| ABOUT THIS TASK |
The response should be an exact copy of every record.

######

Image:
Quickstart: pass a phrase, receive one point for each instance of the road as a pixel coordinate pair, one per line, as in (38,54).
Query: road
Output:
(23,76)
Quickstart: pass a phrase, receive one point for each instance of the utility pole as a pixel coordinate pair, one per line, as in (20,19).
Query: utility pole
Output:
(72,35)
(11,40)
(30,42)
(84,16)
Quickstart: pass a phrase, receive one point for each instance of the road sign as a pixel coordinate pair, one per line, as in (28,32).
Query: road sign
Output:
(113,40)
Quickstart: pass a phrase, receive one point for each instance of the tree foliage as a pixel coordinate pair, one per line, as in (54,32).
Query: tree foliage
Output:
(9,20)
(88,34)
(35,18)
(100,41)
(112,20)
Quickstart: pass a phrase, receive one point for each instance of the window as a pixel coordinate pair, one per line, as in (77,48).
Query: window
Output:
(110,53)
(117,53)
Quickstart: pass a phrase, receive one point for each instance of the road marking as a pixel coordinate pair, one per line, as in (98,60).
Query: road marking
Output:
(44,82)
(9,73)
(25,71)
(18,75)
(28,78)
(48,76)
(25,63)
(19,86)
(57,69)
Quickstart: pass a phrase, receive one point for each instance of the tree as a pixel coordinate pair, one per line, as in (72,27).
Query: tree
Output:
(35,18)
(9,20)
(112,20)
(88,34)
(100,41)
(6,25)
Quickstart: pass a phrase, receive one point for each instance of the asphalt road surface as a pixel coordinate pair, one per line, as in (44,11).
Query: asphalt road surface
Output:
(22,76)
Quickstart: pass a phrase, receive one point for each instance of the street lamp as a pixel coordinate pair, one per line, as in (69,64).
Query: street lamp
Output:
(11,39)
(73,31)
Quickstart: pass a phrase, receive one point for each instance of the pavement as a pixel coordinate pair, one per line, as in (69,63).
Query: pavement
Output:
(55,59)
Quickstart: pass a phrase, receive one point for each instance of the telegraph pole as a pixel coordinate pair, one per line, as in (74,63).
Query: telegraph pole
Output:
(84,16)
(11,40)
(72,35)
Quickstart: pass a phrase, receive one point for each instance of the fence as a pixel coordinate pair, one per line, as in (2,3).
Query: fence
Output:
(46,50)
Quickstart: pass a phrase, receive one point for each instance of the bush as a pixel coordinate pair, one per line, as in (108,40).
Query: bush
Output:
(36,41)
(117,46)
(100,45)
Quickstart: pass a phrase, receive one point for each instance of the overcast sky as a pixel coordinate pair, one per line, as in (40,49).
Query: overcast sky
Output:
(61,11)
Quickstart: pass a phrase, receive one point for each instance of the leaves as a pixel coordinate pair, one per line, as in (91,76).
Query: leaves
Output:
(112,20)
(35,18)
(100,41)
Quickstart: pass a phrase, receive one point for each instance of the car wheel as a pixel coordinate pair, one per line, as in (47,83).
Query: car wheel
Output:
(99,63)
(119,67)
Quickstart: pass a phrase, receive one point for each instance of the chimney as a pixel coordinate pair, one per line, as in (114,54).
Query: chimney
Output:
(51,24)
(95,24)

######

| EXERCISE OUTPUT |
Image:
Quickstart: pass a phrase, receive one point for each instance of the road as a pixel coordinate pair, one per line, as in (38,54).
Query: road
Output:
(23,76)
Quickstart: pass a phrase, receive one point for each instance of the utility pole as a pixel coordinate pair, one per line, as in (20,19).
Query: utility pole
Output:
(72,35)
(11,40)
(30,42)
(84,16)
Quickstart: pass a phrase, receive one point for each instance of the road sign as a pixel coordinate pair, one per line, as in (28,32).
Query: road sign
Output:
(113,40)
Quickstart: pass a phrase, receive one point for each instance of the tree foliage as a pixel coordinate pair, one per line, as in (54,32).
Query: tree foliage
Output:
(9,20)
(88,34)
(35,18)
(100,41)
(112,20)
Quickstart: pass a phrase, receive one point for each instance of the window as a pixel coordinate pair, one per line, as in (77,48).
Query: window
Output:
(110,53)
(117,53)
Quickstart: pass a phrase, receive one point for each instance of the road marking as a pixel coordinate pair, one per line, as in (98,60).
Query: road marking
Output:
(44,82)
(9,73)
(25,71)
(18,75)
(28,78)
(48,76)
(25,63)
(19,86)
(57,69)
Quickstart: pass a phrase, receive one point for each instance of the tree as a pixel coordinate pair, one per line, as in (72,27).
Query: tree
Output:
(35,18)
(9,20)
(112,20)
(88,34)
(100,41)
(6,25)
Quickstart: pass a phrase, receive one point for each instance of the asphalt road surface as a pixel coordinate pair, one per line, as in (44,11).
Query: asphalt road surface
Output:
(22,76)
Quickstart: pass a phrase, receive one point for each instance of the street lamp as a pixel coordinate pair, one per line, as in (69,64).
Query: street lamp
Output:
(11,39)
(73,31)
Quickstart: pass a phrase, receive one point for each instance of the pavement as a pixel coordinate pair, one per line, as in (69,63).
Query: pavement
Output:
(55,59)
Quickstart: pass a phrase, receive one point for each instance of the telegraph pole as a pixel coordinate pair, one per line, as in (74,63).
Query: telegraph pole
Output:
(84,16)
(11,40)
(72,35)
Quickstart: pass a phrase, receive one point for each instance of the fence as a pixel coordinate pair, one per line, as in (2,3).
Query: fence
Output:
(46,50)
Quickstart: pass a phrase, receive one point for each instance of the bush as a pixel coordinate pair, one per line, as in (108,40).
Query: bush
Output:
(36,41)
(117,46)
(100,45)
Quickstart: pass a phrase, receive one point for each instance of the overcast sky as a pixel coordinate pair, one per line, as in (40,49).
Query: overcast sky
Output:
(61,11)
Quickstart: pass a phrase, receive one point for each instance of the leaves as a pixel coordinate pair, one per line, as in (91,76).
Query: leaves
Output:
(112,20)
(35,18)
(100,41)
Quickstart: pass a phrase, receive one point for each instance of the car wheel as a pixel coordinate pair, one per line, as in (47,83).
Query: car wheel
Output:
(99,63)
(119,67)
Quickstart: pass a phrase, receive one point for each instance of the chimney as a pixel coordinate pair, one per line, as in (114,54).
Query: chimney
Output:
(51,24)
(95,24)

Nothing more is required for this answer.